Recorded information:
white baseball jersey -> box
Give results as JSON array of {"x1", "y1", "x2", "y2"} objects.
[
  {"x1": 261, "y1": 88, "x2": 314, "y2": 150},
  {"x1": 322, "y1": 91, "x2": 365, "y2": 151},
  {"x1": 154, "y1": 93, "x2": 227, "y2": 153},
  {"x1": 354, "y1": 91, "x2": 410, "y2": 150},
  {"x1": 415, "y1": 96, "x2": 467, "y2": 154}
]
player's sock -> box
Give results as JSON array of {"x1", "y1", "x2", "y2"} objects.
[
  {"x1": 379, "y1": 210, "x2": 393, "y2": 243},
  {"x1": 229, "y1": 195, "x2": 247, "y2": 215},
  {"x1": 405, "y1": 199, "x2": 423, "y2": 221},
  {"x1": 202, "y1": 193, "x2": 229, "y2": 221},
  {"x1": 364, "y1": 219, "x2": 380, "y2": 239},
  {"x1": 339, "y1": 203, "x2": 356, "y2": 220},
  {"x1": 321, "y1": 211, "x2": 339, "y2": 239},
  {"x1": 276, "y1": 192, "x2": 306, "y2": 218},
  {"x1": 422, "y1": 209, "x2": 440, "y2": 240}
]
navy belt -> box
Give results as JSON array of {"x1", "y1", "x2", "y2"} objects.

Problem statement:
Please reproduce all of the records above word for word, adding and changing nothing.

Output of the exercise:
white baseball jersey -> box
Give results as JSON array of {"x1", "y1", "x2", "y2"} objects.
[
  {"x1": 261, "y1": 88, "x2": 314, "y2": 150},
  {"x1": 322, "y1": 91, "x2": 365, "y2": 151},
  {"x1": 154, "y1": 93, "x2": 227, "y2": 153},
  {"x1": 354, "y1": 91, "x2": 410, "y2": 150},
  {"x1": 415, "y1": 96, "x2": 467, "y2": 154}
]
player's sock -> box
Give results as JSON array of {"x1", "y1", "x2", "y2"} objects.
[
  {"x1": 379, "y1": 210, "x2": 393, "y2": 243},
  {"x1": 229, "y1": 195, "x2": 247, "y2": 215},
  {"x1": 405, "y1": 199, "x2": 423, "y2": 221},
  {"x1": 202, "y1": 193, "x2": 229, "y2": 221},
  {"x1": 364, "y1": 219, "x2": 380, "y2": 239},
  {"x1": 339, "y1": 203, "x2": 356, "y2": 220},
  {"x1": 321, "y1": 211, "x2": 339, "y2": 239},
  {"x1": 276, "y1": 192, "x2": 306, "y2": 218},
  {"x1": 422, "y1": 209, "x2": 440, "y2": 240}
]
navy belt -> box
Give results as JSON array of {"x1", "y1", "x2", "y2"} objects.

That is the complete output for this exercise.